• À faire:
Recopiez le passage de l'extrait sur le camp de Montreuil-Bellay qui commence à « Nous tombons, à » et se termine à « lourdement en piaillant. ».

== Extrait à lire ==

Camp de Montreuil-Bellay

 

 

 

Vestiges d’un camp ?

Montreuil-Bellay

 

 

 

Montreuil-Bellay[1], 15 août 2007, 17 heures environ, ciel venteux humide, ardoisé : nous cherchons, en voiture, l’emplacement et les vestiges d’un camp. Nous savons qu’à proximité de ce bourg, le régime de Pétain a interné des Tziganes.

Avant de trouver, il nous aura fallu traverser trois fois Montreuil-Bellay, demander à plusieurs personnes plutôt âgées, et errer sur de petites routes ou vagues chemins de terre.

 

Nous tombons, à un ou deux kilomètres de Montreuil-Bellay, sur une vaste porcherie à ciel ouvert. C’est un champ, clôturé et divisé par des barbelés, où vont  et viennent d’énormes bêtes qu’il nous fallu un certain temps pour identifier comme des  porcs – corps enflés, embarrassés de leur propre poids, oreilles sur des yeux à peine discernables. Des abris sont disposés régulièrement, dont un certain nombre au moins paraissent faits de hauts de caravanes sciés et posés dans la boue. Les porcs les moins gros sont roses ; d’autres sont velus et tachés de noir, et certains de ces derniers sont de monstrueux verrats aux testicules saillants ; l’un d’eux poursuit par instants ce qui doit être une truie – un être rosâtre qui fuit lourdement en piaillant.

===
== Lignes relevées ==

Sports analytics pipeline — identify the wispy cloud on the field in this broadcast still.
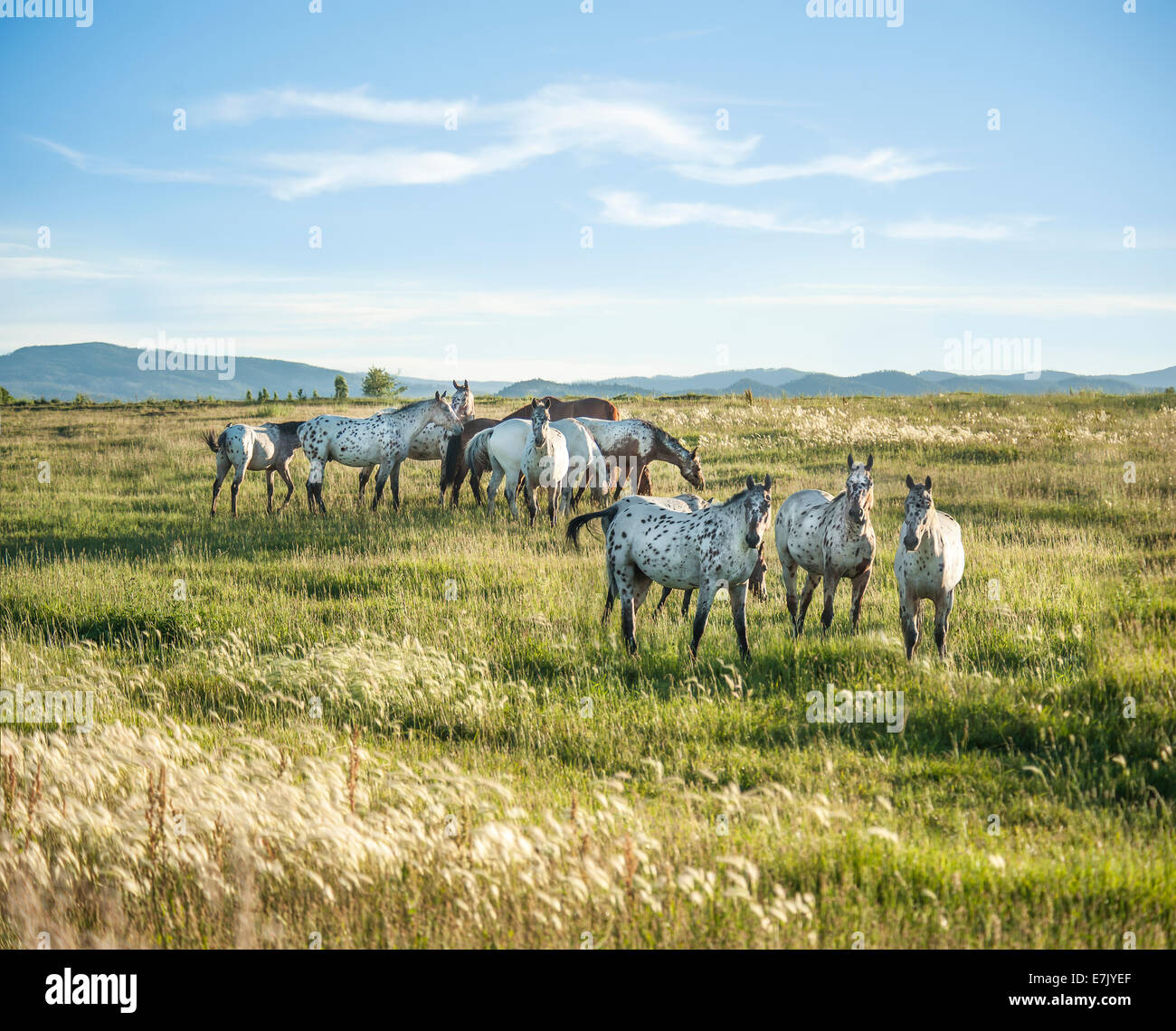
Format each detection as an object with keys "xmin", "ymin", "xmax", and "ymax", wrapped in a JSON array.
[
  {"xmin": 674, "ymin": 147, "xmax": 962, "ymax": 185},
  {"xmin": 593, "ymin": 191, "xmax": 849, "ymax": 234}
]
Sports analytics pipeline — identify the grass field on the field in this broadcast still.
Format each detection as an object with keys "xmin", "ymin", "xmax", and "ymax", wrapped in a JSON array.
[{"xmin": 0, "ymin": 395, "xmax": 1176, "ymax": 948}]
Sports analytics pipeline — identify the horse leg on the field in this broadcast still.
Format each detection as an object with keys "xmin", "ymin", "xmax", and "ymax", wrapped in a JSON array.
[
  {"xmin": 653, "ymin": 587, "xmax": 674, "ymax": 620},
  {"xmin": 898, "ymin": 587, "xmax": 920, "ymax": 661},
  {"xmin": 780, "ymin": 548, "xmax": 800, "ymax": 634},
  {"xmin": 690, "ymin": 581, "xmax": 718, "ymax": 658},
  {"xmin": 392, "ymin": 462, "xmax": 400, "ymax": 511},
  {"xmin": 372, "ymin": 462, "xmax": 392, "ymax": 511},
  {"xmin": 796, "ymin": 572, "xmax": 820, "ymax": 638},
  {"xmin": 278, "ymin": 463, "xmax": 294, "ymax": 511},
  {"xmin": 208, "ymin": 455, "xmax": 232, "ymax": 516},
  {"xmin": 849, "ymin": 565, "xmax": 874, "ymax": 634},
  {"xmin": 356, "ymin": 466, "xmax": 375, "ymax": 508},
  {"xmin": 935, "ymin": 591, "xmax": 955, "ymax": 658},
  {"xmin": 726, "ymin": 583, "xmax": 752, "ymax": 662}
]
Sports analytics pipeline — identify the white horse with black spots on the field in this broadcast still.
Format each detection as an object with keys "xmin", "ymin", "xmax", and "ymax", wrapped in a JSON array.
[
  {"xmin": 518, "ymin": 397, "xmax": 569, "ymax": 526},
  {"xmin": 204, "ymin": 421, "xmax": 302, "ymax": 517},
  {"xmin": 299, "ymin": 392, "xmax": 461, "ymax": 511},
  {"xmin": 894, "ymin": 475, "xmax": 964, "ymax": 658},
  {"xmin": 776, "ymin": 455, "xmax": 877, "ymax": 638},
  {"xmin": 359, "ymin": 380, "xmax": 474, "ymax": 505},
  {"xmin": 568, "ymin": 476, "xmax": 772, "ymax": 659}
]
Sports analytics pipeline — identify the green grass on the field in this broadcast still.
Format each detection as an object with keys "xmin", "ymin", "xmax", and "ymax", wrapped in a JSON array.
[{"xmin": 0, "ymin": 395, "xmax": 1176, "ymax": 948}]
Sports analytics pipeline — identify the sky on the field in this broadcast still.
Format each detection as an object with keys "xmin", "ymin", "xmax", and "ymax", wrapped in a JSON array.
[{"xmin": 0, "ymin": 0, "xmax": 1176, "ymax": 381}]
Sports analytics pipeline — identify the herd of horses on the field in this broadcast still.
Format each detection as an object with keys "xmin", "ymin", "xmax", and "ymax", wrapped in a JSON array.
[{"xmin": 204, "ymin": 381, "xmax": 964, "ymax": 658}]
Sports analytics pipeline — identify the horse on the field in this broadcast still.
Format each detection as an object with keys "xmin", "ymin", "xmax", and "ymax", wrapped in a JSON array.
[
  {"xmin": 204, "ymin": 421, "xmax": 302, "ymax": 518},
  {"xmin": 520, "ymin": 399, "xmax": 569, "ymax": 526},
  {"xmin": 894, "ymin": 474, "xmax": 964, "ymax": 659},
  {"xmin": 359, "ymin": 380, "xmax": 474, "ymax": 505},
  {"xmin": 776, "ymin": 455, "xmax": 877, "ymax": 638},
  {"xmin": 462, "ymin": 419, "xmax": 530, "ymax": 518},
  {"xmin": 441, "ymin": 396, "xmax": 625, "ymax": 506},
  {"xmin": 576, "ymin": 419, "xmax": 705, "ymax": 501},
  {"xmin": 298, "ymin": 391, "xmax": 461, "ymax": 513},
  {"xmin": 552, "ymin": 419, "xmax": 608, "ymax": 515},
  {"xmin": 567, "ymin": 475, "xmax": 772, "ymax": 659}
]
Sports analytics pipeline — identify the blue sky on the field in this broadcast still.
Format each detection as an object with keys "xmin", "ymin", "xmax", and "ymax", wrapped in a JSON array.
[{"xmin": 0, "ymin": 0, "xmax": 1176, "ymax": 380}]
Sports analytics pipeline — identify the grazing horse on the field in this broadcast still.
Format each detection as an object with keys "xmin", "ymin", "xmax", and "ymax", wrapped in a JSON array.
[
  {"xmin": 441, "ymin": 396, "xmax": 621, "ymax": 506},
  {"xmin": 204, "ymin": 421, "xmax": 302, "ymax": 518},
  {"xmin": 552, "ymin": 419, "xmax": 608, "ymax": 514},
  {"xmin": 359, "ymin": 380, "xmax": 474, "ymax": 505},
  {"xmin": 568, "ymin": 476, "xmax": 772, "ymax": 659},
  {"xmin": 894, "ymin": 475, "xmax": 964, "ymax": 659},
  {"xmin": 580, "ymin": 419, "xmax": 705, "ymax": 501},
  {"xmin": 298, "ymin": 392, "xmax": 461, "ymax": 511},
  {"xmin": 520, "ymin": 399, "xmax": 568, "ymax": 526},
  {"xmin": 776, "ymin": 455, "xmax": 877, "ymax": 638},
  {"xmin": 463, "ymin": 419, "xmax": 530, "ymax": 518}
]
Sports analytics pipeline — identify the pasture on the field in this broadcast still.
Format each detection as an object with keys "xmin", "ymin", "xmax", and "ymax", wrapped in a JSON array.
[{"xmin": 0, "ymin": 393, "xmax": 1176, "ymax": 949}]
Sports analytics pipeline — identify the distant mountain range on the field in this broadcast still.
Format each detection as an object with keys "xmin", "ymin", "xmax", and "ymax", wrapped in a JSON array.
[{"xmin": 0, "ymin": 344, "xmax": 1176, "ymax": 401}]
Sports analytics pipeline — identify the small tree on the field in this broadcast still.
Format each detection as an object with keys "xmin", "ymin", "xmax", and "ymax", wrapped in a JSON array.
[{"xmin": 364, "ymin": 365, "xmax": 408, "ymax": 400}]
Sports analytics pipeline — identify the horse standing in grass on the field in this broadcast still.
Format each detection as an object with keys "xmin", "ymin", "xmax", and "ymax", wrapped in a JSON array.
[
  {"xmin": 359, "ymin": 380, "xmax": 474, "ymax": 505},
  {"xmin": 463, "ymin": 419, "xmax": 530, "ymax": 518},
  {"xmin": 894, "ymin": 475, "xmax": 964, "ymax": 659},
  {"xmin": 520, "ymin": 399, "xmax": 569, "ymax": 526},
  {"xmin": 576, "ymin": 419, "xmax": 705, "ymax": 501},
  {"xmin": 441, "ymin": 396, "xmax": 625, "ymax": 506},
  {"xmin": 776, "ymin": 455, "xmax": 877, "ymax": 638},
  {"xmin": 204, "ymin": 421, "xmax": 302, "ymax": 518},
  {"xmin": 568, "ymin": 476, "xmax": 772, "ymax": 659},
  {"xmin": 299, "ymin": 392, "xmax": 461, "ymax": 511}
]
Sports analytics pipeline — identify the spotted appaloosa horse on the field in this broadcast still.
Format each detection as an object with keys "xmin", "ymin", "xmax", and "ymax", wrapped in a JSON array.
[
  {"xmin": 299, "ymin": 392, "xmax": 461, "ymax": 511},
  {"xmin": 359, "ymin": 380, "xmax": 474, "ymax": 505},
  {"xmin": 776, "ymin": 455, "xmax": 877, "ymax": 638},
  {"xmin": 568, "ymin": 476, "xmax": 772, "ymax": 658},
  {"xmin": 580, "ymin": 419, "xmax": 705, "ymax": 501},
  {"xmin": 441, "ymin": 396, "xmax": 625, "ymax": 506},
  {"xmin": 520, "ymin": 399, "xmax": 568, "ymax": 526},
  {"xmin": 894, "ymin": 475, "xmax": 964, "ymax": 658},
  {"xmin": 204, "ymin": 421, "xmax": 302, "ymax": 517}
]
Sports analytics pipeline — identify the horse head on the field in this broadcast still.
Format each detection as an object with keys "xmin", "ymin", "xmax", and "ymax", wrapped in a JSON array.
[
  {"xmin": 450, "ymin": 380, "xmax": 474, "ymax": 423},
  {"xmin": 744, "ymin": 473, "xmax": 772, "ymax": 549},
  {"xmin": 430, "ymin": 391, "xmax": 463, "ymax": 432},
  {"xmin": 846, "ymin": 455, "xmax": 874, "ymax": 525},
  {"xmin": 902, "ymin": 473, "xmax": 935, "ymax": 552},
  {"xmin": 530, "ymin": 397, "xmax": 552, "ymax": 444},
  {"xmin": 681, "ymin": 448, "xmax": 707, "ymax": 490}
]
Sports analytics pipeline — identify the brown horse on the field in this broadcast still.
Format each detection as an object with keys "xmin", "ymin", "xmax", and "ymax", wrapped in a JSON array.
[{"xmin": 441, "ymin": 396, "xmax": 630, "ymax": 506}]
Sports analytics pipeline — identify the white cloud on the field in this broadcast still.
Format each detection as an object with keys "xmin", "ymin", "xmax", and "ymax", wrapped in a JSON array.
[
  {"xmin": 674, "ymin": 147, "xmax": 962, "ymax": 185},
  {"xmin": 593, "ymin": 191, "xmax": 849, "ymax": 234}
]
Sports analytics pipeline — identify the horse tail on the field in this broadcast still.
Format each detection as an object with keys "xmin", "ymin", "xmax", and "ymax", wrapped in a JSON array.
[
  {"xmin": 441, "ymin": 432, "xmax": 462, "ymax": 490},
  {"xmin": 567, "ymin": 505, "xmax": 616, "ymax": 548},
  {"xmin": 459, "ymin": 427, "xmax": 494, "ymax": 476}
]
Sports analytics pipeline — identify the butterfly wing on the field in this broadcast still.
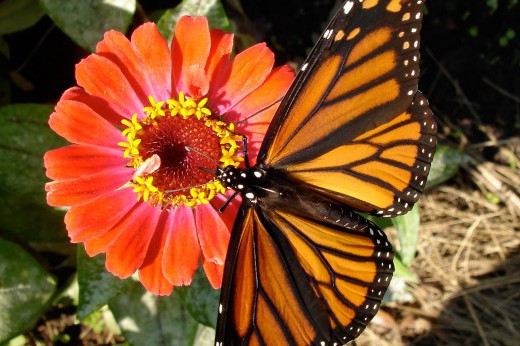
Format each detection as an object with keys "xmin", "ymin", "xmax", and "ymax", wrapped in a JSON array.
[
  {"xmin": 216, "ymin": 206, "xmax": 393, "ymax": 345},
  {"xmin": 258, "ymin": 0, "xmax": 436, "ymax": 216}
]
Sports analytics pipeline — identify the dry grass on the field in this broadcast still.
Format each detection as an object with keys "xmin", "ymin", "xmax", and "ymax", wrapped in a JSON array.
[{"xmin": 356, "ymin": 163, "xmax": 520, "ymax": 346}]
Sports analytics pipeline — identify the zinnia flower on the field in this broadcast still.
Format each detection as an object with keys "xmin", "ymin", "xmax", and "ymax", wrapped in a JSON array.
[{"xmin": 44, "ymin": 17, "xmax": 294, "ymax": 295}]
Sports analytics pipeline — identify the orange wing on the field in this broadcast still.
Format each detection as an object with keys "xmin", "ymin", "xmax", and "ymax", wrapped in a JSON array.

===

• Résultat final:
Nous tombons, à un ou deux kilomètres de Montreuil-Bellay, sur une vaste porcherie à ciel ouvert. C’est un champ, clôturé et divisé par des barbelés, où vont  et viennent d’énormes bêtes qu’il nous fallu un certain temps pour identifier comme des  porcs – corps enflés, embarrassés de leur propre poids, oreilles sur des yeux à peine discernables. Des abris sont disposés régulièrement, dont un certain nombre au moins paraissent faits de hauts de caravanes sciés et posés dans la boue. Les porcs les moins gros sont roses ; d’autres sont velus et tachés de noir, et certains de ces derniers sont de monstrueux verrats aux testicules saillants ; l’un d’eux poursuit par instants ce qui doit être une truie – un être rosâtre qui fuit lourdement en piaillant.